* [WRITTEN EXERCISE 1] In the passage on MagLab scientists and sports, which activities does physicist Julia Smith use to cut through the cerebral fog caused by science overload?
* [WRITTEN EXERCISE 2] Rewrite the records in full from the line containing "of the signboard" through the line containing "M 103 434 L", both ends included, offsetting every coordinate in the path data by 12.

* [PASSAGE GIVEN]
* Begin *

As stories of Olympic victories, defeats and behind-the-scenes drama flood the air waves, we put that question to researchers at the National High Magnetic Field Laboratory. And, boy, did we get a lot of answers! Turns out many MagLab scientists moonlight as athletes of all stripes — ballet, soccer, rowing, lacrosse, running, tennis and karate, to name a few. The benefits of balancing long hours at the lab with some twirling, jumping, swinging and sweating, they say, are many. So let’s dive right in with this top 10 list (in no particular order, really) of ways practicing sports complements the pursuit of science.
10. Steer clear of the train wreck
Let’s face it: Whether you’re a senior researcher, a mid-career scientist or still toiling toward your Ph.D., a science career can take a mental toll. In a joking/not-joking kind of way, lab veteran and physicist Luis Balicas stated it bluntly.
“Sports is one important way of keeping my sanity — or at least some level of it,” quipped Balicas, who heads to the gym when he needs to blow off some science steam.
Graduate Research Assistant Ghoncheh Amouzandeh also hits the gym after a long day in the trench of science to jog, lift and stretch her way back to her mind’s happy place.
“This is very important,” said Amouzandeh, who is working toward her Ph.D. in physics, “especially for someone in graduate school, under pressure from research, thesis work, teaching and a constant background thinking about my future career.”
That pressure gets MagLab physicist Ryan Baumbach out of bed before dawn to log a few stress-relieving miles before tackling family and work responsibilities.
“If I didn’t go running, my head is way up here,” said Baumbach, his hand stretched above his head. “When I run, at least it brings down my head to a place that I can breathe. Otherwise it’s a train wreck for me.”
9. Reboot the brain
Another key mental benefit of sports, scientists say: It just makes you think better.
Pilates and yoga help physicist Julia Smith cut through the cerebral fog caused by science overload.
“Generally, any type of workout helps me turn off the ‘hamster wheel’ of my brain, solving technical, scientific and logistical problems,” she said. “It’s like a system reset that my body and mind need to be able to function as a scientist doing all this brain-heavy work.”
Exercise boosts brain power by forcing scientists to think about something other than science, said MagLab Director Greg Boebinger, who rowed and played hoops as a Churchill Fellow at Cambridge University back in the 1980s.
“Every good scientist I know is constantly thinking about a science problem. In my opinion, it is why scientists have the reputation for being absent-minded and forgetful,” said Boebinger. “When you are playing basketball, you cannot be thinking about anything else; the reprieve is relieving.”
It can also pave the way to new insights, said Abigail Centers, a longtime dancer and a research assistant in computer science at the lab. The creative juices stirred by ballet, she said, help her solve problems, develop new applications and tweak old algorithms.

* End *

* [DATASET EXTRACT]
* Begin *

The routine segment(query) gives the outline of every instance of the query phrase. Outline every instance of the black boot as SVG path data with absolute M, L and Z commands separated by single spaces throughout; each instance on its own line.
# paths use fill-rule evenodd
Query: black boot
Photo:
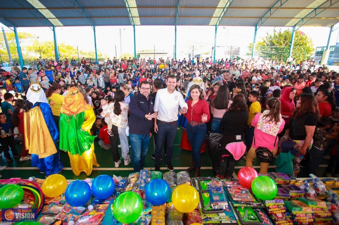
M 192 161 L 192 165 L 186 169 L 186 171 L 189 173 L 191 171 L 193 171 L 195 168 L 195 162 L 194 161 Z
M 200 168 L 196 168 L 195 173 L 194 173 L 194 176 L 193 177 L 197 177 L 200 176 Z

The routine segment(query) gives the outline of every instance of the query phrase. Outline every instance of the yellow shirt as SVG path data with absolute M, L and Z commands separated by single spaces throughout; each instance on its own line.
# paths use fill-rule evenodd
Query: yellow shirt
M 52 109 L 52 112 L 54 116 L 60 116 L 60 110 L 62 106 L 64 98 L 65 97 L 61 95 L 53 93 L 47 99 L 48 104 Z
M 252 120 L 255 116 L 255 112 L 258 112 L 260 113 L 261 111 L 261 106 L 260 105 L 259 102 L 257 101 L 255 102 L 253 102 L 251 104 L 251 106 L 250 106 L 250 111 L 248 112 L 248 119 L 247 120 L 247 125 L 250 125 L 252 122 Z

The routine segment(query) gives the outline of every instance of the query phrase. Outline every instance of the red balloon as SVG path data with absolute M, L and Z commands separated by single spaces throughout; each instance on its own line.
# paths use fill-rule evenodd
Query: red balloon
M 240 184 L 245 188 L 251 188 L 252 181 L 259 176 L 257 171 L 252 167 L 245 167 L 240 169 L 238 172 L 238 179 Z

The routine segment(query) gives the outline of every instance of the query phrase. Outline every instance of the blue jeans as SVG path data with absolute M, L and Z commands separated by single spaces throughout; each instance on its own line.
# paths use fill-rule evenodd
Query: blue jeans
M 177 133 L 177 121 L 172 124 L 166 124 L 157 121 L 158 133 L 157 134 L 157 143 L 155 147 L 155 166 L 160 166 L 161 150 L 167 135 L 167 149 L 166 152 L 166 163 L 171 162 L 173 155 L 173 146 Z
M 200 150 L 206 137 L 207 126 L 204 123 L 201 125 L 192 126 L 189 123 L 186 126 L 187 137 L 192 148 L 192 159 L 195 162 L 195 167 L 200 168 L 201 155 Z
M 308 163 L 308 171 L 310 173 L 317 175 L 316 169 L 319 167 L 324 156 L 324 151 L 313 145 L 310 150 L 310 161 Z
M 246 125 L 245 128 L 245 141 L 246 142 L 246 152 L 251 148 L 252 146 L 252 141 L 254 136 L 254 127 L 250 128 L 248 125 Z
M 133 168 L 135 172 L 139 172 L 143 168 L 145 157 L 147 154 L 149 135 L 129 134 L 131 149 L 132 152 Z
M 212 133 L 223 133 L 223 132 L 220 129 L 220 122 L 221 121 L 221 118 L 213 117 L 211 124 L 211 129 Z

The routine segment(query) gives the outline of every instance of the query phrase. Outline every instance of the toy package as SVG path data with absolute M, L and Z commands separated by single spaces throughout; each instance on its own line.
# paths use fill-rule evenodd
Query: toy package
M 177 174 L 177 185 L 184 184 L 191 185 L 190 182 L 190 174 L 186 171 L 182 171 Z

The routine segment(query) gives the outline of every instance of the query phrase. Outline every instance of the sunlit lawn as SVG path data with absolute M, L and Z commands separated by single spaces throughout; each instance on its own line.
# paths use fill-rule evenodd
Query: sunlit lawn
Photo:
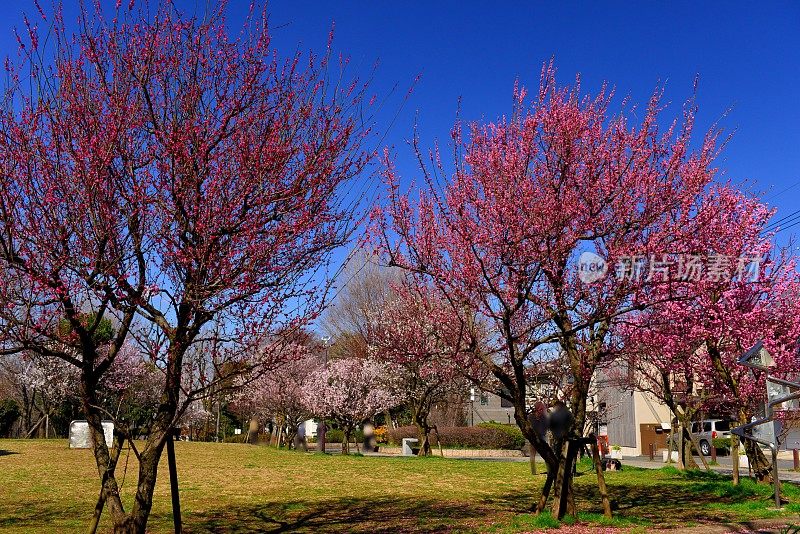
M 543 476 L 527 463 L 441 458 L 323 456 L 242 444 L 177 443 L 188 532 L 520 532 L 556 525 L 527 514 Z M 125 456 L 120 461 L 122 480 Z M 0 531 L 85 531 L 98 492 L 88 450 L 66 440 L 0 440 Z M 131 457 L 123 492 L 136 482 Z M 580 523 L 602 525 L 596 478 L 576 478 Z M 166 462 L 150 527 L 172 528 Z M 774 518 L 800 522 L 800 490 L 784 484 L 790 504 L 769 510 L 771 490 L 733 487 L 715 475 L 626 468 L 607 473 L 617 506 L 614 527 L 635 531 Z M 109 524 L 104 515 L 103 527 Z

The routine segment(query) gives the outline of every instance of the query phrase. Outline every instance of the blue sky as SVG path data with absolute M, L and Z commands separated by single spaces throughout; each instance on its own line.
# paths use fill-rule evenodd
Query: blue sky
M 698 74 L 699 131 L 718 120 L 735 131 L 719 161 L 726 176 L 765 192 L 778 208 L 776 218 L 800 209 L 798 3 L 758 9 L 744 2 L 270 5 L 278 48 L 300 42 L 319 49 L 335 21 L 335 44 L 356 65 L 367 72 L 380 61 L 379 93 L 396 83 L 405 88 L 422 73 L 388 136 L 407 176 L 415 167 L 404 142 L 417 113 L 424 145 L 446 141 L 459 98 L 465 118 L 493 120 L 510 109 L 514 81 L 535 85 L 542 63 L 554 57 L 561 82 L 580 73 L 585 89 L 608 81 L 634 102 L 666 83 L 673 103 L 666 116 L 680 113 Z
M 69 4 L 69 2 L 65 2 Z M 177 0 L 189 12 L 205 1 Z M 47 2 L 43 2 L 47 5 Z M 110 2 L 113 5 L 113 2 Z M 249 0 L 231 0 L 236 27 Z M 269 4 L 276 48 L 324 48 L 335 22 L 335 46 L 356 70 L 369 74 L 379 61 L 372 87 L 386 95 L 399 85 L 381 120 L 402 105 L 386 143 L 397 150 L 398 167 L 415 174 L 405 146 L 415 116 L 424 146 L 448 139 L 462 100 L 466 119 L 493 120 L 510 109 L 516 79 L 529 87 L 543 62 L 555 58 L 562 83 L 576 73 L 586 90 L 603 81 L 618 95 L 643 103 L 660 83 L 680 113 L 700 76 L 699 129 L 714 121 L 735 134 L 720 167 L 731 180 L 778 208 L 776 218 L 800 209 L 800 4 L 770 2 L 488 3 L 488 2 L 309 2 Z M 4 3 L 0 45 L 13 53 L 14 26 L 33 3 Z M 74 20 L 67 7 L 66 20 Z M 403 103 L 406 88 L 422 74 Z M 729 111 L 727 116 L 723 115 Z M 787 190 L 788 189 L 788 190 Z M 800 226 L 781 235 L 784 241 Z

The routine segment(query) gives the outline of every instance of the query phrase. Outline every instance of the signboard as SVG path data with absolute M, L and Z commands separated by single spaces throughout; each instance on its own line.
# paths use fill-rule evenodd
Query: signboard
M 103 434 L 106 437 L 106 445 L 111 447 L 114 443 L 114 423 L 103 421 Z M 89 423 L 86 421 L 72 421 L 69 424 L 69 448 L 70 449 L 91 449 L 92 437 L 89 433 Z

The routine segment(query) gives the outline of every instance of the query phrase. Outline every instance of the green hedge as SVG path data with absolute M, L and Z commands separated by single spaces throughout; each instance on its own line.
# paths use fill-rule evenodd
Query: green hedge
M 515 432 L 516 430 L 516 432 Z M 438 446 L 436 432 L 428 435 L 431 446 Z M 525 440 L 520 439 L 522 433 L 516 427 L 499 423 L 483 423 L 479 426 L 451 426 L 439 429 L 442 447 L 454 449 L 522 449 Z M 417 438 L 417 427 L 401 426 L 388 432 L 388 440 L 392 445 L 400 445 L 403 438 Z
M 341 443 L 344 441 L 344 432 L 338 428 L 330 429 L 325 432 L 325 443 Z M 351 443 L 361 443 L 364 441 L 364 431 L 355 430 L 350 436 Z
M 501 447 L 503 449 L 522 449 L 525 446 L 525 436 L 522 435 L 522 430 L 516 425 L 504 425 L 503 423 L 495 423 L 494 421 L 488 423 L 478 424 L 481 428 L 489 428 L 503 432 L 511 440 L 508 447 Z

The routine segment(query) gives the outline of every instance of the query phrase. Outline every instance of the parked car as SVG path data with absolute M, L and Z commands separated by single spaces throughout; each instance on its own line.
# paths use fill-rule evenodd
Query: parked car
M 692 437 L 700 444 L 703 456 L 711 454 L 713 440 L 731 437 L 731 422 L 724 419 L 703 419 L 692 423 Z

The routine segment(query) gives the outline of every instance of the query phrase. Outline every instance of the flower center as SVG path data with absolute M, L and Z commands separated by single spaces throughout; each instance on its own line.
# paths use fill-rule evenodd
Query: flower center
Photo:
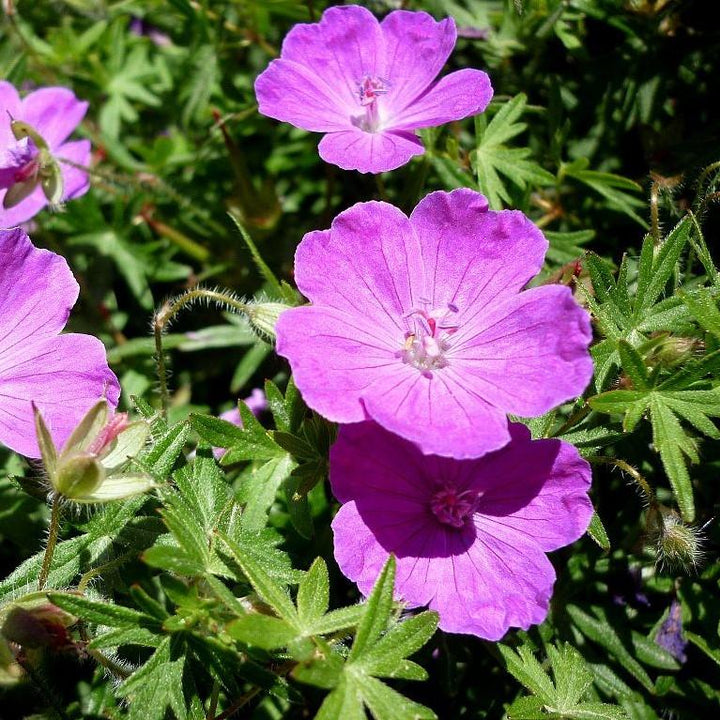
M 478 494 L 473 490 L 458 492 L 457 488 L 445 485 L 430 498 L 430 509 L 441 523 L 461 528 L 475 512 L 477 501 Z
M 432 377 L 433 370 L 446 367 L 450 336 L 458 330 L 450 316 L 457 312 L 457 307 L 448 303 L 444 308 L 418 309 L 409 313 L 406 320 L 410 328 L 405 333 L 405 342 L 398 357 L 426 377 Z
M 380 129 L 378 98 L 387 94 L 390 84 L 377 75 L 363 75 L 358 85 L 358 99 L 365 108 L 365 114 L 353 118 L 357 127 L 365 132 L 377 132 Z

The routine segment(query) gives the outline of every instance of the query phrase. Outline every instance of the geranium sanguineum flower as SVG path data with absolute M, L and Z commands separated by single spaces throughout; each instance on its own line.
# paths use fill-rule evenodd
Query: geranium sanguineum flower
M 9 82 L 0 81 L 0 228 L 19 225 L 48 205 L 41 181 L 54 168 L 62 177 L 56 183 L 62 191 L 58 202 L 87 192 L 87 173 L 63 162 L 83 167 L 90 162 L 89 140 L 67 142 L 87 108 L 88 104 L 67 88 L 40 88 L 21 99 Z M 16 137 L 13 123 L 29 126 L 47 147 L 38 147 L 28 136 Z M 8 202 L 6 196 L 12 188 L 23 199 Z M 25 188 L 30 191 L 27 196 Z
M 592 516 L 590 466 L 560 440 L 510 442 L 475 460 L 422 455 L 373 422 L 345 425 L 330 451 L 343 503 L 332 523 L 342 572 L 369 594 L 390 553 L 395 595 L 440 627 L 498 640 L 544 620 L 555 582 L 545 555 Z
M 424 12 L 378 22 L 356 5 L 328 8 L 319 23 L 296 25 L 258 77 L 260 112 L 327 133 L 320 157 L 345 170 L 393 170 L 424 152 L 415 130 L 475 115 L 492 98 L 480 70 L 435 81 L 456 37 L 452 19 Z
M 408 218 L 354 205 L 308 233 L 295 279 L 313 303 L 287 310 L 277 351 L 307 404 L 329 420 L 368 418 L 424 453 L 479 457 L 592 376 L 587 313 L 560 285 L 520 292 L 547 241 L 517 211 L 472 190 L 435 192 Z
M 33 403 L 58 446 L 98 399 L 117 405 L 103 344 L 58 334 L 78 290 L 62 257 L 19 228 L 0 230 L 0 442 L 28 457 L 40 456 Z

* End *

* [WRITTEN ANSWER 1] Pilates and yoga.

* [WRITTEN ANSWER 2]
The routine segment(query) gives the outline of every instance of the query phrase. Outline every instance of the signboard as SVG path data with absolute M, L and Z commands separated by single spaces throughout; each instance on its own line.
# paths use fill-rule evenodd
Query: signboard
M 115 446 L 118 449 L 118 457 L 123 459 L 126 455 L 126 435 L 115 433 Z M 101 435 L 98 433 L 84 433 L 81 436 L 81 460 L 82 461 L 103 461 L 104 449 L 101 445 Z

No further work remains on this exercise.